- [Study text]:
#TPBT: The Pin-Bang Theory

In the monsoon semester 2012, I took a course on Privacy and Security in Online Social Media. We had to do a project on a popular online social media. Pinterest, caught my eye. It was new, it was among the TIME Magazine’s top 50 websites of 2011 and then had close to 20 million users. Its growth was amazing; in a matter of 2 years it was well integrated with popular e-commerce sites like e-bay, etsy, Amazon etc. The big white-on-red “P” next to the blue bird and white-on-blue “f” motivated me to work on Pinterest.

Share Buttons on Amazon.

Without digging much into the OSN and the fact that project proposal submission deadline was like 30 minutes away, I proudly declared that my project will entail user analysis, locating spam / malware and also touch upon copyright issues on Pinterest.
The next time I opened my project, I got my “shock of the semester”. Pinterest had no API. Third-Party python-wrappers were all useless. I will have to scrape the whole network. Thought I was able to complete only a part of my project proposal in the semester, PK sir asked me to continue working. I was joined by Neha on the project and Prateek started shepherding us.
A crawler was created to push data from Pinterest to our databases. Starting from 5 extremely popular seed users.

The darker blocks had the primary data from Pinterest; lighter blocks had associated data collected from many different sources.

We collected a massive data set of 17.9 million user handles, 3.3 million user profiles and about 58 million “Pins” from 26th December 2012 to 1st February 2013.
We then began our analysis, some of our key findings were:

  • We found that the most common topics across users, and pins were design, fashion, photography, food and travel.
  • User, pin, and board characterization: We analyzed various user profile attributes, their geographical distribution, top pin sources and board categories.
  • Exploring Pinterest as a possible venue for copyright infringement: We found copyrighted images being shared publicly on Pinterest and almost half of these images did not give due credit to the copyright owners.
  • Analysis of personal information and malicious content present on Pinterest: Users were giving significant amount of Personally Identifiable Information (PII) voluntarily. We found numerous instances where users shared phone numbers, BBM pins, email IDs, marital status, and other personal information. We also found (and analyzed) traces of malwares in the form of pin sources by using blacklists.
Heatmap
Heat-map for user locations.

The final step was finding the title. So we called upon the highly imaginative and vocal members of Precog, who in a couple of 15-minuite sessions took us from nowhere to “Pinacolada”, “Pingoo” and finally agreeing on “The Pin-Bang Theory”. For more details have a look at our technical report here.

Here is the picture of the discussion (a memorable moment indeed):

All said and done working on Pinterest was indeed an amazing experience for all us ☺

Cheers!
Sudip, Neha, Prateek

(Saved records)
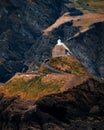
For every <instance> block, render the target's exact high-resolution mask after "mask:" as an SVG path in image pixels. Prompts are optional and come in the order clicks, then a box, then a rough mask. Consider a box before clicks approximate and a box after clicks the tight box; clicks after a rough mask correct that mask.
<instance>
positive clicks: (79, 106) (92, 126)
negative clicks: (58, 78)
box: [0, 79, 104, 130]
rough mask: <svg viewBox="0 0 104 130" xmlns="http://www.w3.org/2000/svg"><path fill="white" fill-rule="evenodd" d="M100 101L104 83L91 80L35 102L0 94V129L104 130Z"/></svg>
mask: <svg viewBox="0 0 104 130" xmlns="http://www.w3.org/2000/svg"><path fill="white" fill-rule="evenodd" d="M103 102H104V83H100V82H99V81H96V80H93V79H88V80H87V81H86V82H84V83H83V84H81V85H79V86H77V88H74V89H69V90H68V91H66V92H64V93H58V94H53V95H50V96H46V97H44V98H41V99H40V100H38V101H29V100H28V101H26V100H21V99H20V97H19V96H13V97H5V95H3V94H0V106H1V107H0V129H1V130H11V129H12V130H56V129H57V130H89V129H91V130H104V104H103Z"/></svg>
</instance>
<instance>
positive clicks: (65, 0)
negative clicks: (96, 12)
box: [0, 0, 104, 82]
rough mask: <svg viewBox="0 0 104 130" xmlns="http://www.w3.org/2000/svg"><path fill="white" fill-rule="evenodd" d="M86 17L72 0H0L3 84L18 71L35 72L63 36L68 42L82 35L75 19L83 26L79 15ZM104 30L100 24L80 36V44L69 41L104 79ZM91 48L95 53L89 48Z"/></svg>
mask: <svg viewBox="0 0 104 130" xmlns="http://www.w3.org/2000/svg"><path fill="white" fill-rule="evenodd" d="M83 15H84V14H83V12H82V11H80V10H78V9H76V7H75V5H74V4H73V3H72V2H70V1H69V0H61V1H60V0H57V1H55V0H48V1H44V0H38V1H37V0H22V1H21V0H18V1H16V0H3V1H2V0H0V82H5V81H7V80H8V79H9V78H10V77H12V76H13V75H14V74H15V73H16V72H21V71H22V72H23V71H24V72H25V71H26V70H28V68H29V70H31V69H30V68H32V69H33V68H34V65H39V64H40V63H41V62H42V61H43V60H44V59H46V58H49V57H50V56H51V51H52V48H53V46H54V45H55V44H56V41H57V39H58V37H59V36H60V37H61V39H62V41H63V42H66V40H67V39H68V38H70V37H72V36H73V35H75V34H76V33H78V32H79V30H80V27H81V26H80V25H81V24H79V26H75V24H74V20H75V22H78V23H79V22H80V19H79V18H80V17H79V16H83ZM98 15H99V14H98ZM64 16H65V17H64ZM68 16H70V17H68ZM67 17H68V19H67ZM76 17H77V18H76ZM87 17H88V15H87ZM64 19H65V20H66V21H64ZM97 19H98V20H97V21H99V18H98V17H97ZM57 21H58V25H57V24H56V23H57ZM95 21H96V20H95ZM81 23H83V21H82V22H81ZM54 24H55V27H54V26H53V25H54ZM102 24H103V23H102ZM98 26H101V27H100V28H98ZM50 27H54V28H52V30H51V31H50V32H49V33H48V35H45V33H44V31H45V30H47V29H48V28H50ZM103 30H104V29H103V25H101V24H100V23H99V24H96V25H95V26H94V28H93V29H90V30H89V31H88V32H86V33H83V34H80V36H79V38H78V41H77V40H76V39H75V40H72V41H69V42H68V43H69V47H70V48H71V50H72V52H73V55H74V56H76V57H77V58H78V59H79V60H80V61H81V62H83V63H84V65H85V66H86V68H88V69H89V68H90V69H89V70H90V72H92V73H93V74H95V75H97V76H100V77H103V61H104V60H103V58H102V55H103V41H104V40H103V35H102V34H103ZM101 32H102V33H101ZM87 34H88V36H87ZM90 35H91V36H90ZM86 39H87V40H88V41H87V43H88V44H87V43H86V42H85V40H86ZM89 39H90V40H89ZM92 40H93V41H92ZM77 42H78V45H77V46H76V44H77ZM83 42H84V43H83ZM90 42H91V43H90ZM70 43H71V44H70ZM92 43H93V45H92ZM98 44H99V45H98ZM90 45H91V46H90ZM83 46H84V47H83ZM89 46H90V47H91V48H93V47H94V50H91V49H88V48H89ZM98 46H99V47H98ZM74 48H75V49H74ZM80 48H84V49H83V51H81V50H82V49H80ZM86 50H88V51H86ZM100 50H101V51H100ZM79 53H81V54H79ZM87 53H88V55H87ZM90 54H91V56H90ZM96 54H98V55H96ZM92 56H93V57H92ZM86 57H87V58H86ZM89 57H90V58H89ZM91 57H92V58H91ZM84 59H86V61H84ZM93 59H94V60H93ZM95 59H96V60H95ZM89 66H91V67H89Z"/></svg>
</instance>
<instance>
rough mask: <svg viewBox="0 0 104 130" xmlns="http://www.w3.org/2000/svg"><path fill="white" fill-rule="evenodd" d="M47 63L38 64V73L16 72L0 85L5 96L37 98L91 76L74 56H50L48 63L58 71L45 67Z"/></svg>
mask: <svg viewBox="0 0 104 130" xmlns="http://www.w3.org/2000/svg"><path fill="white" fill-rule="evenodd" d="M46 65H47V63H43V64H42V65H41V66H40V69H39V72H38V74H34V73H17V74H15V76H14V77H13V78H11V79H10V80H9V81H8V82H6V83H5V84H4V85H3V86H1V87H0V92H1V93H5V95H6V96H14V95H19V96H20V97H21V98H22V99H34V100H37V99H39V98H41V97H44V96H46V95H50V94H55V93H59V92H62V91H66V90H67V89H69V88H72V87H76V86H77V85H79V84H81V83H83V82H84V81H86V80H87V79H88V78H91V77H93V76H92V75H91V74H90V73H88V72H87V71H86V70H85V69H84V67H83V66H82V65H81V63H80V62H79V61H78V60H77V59H76V58H74V57H72V56H68V57H57V58H50V64H49V66H51V67H52V68H53V70H54V69H56V70H57V71H58V72H54V71H52V70H49V68H47V66H46Z"/></svg>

- [Task objective]: Please reproduce word for word the part of the Pinterest project post from "We collected a" up to and including "1st February 2013.".

- [Response to this task]:
We collected a massive data set of 17.9 million user handles, 3.3 million user profiles and about 58 million “Pins” from 26th December 2012 to 1st February 2013.